PROBLEM STATEMENT: Return each line of the records holding the string "object".

EXCERPTED DATA:
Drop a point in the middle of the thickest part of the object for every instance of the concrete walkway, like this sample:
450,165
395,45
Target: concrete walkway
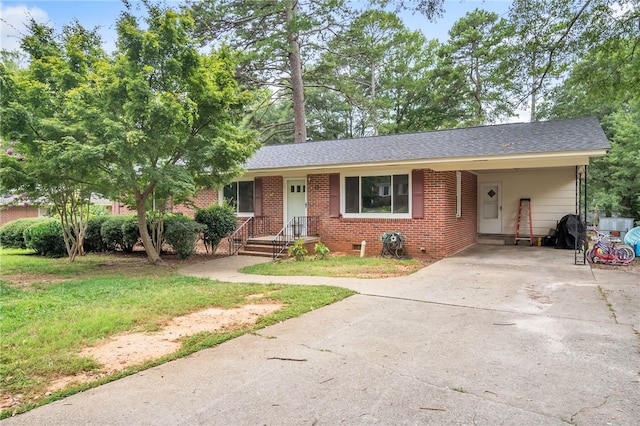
494,335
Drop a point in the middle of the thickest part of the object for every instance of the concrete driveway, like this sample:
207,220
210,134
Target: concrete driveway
494,335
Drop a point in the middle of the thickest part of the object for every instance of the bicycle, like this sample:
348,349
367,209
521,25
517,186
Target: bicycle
607,252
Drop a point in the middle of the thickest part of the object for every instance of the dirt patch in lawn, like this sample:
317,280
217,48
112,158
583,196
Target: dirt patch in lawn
123,351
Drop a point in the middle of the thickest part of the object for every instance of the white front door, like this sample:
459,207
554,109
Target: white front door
490,195
296,205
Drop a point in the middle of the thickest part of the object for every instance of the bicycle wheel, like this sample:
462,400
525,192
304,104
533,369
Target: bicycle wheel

WRITTEN RESPONSE:
Drop a point in the middle of the thickest part of the object for every instance of the concrete walkway, like this sample:
Drop a point in the middle of the thickest part of the object for every instance of the concrete driveway, like this sample:
Drop a point in the middle of the thickest part of the object for every instance of the bicycle, like this sample:
Drop a point in the middle of the thickest part of the object for every instance of the dirt patch in lawn, like this sample:
Drop a point in the middle of the thickest part of the object for every instance of the white front door, like this sample:
Drop a point in the middle of the thickest part of the object for every instance of the bicycle wheel, like this sample:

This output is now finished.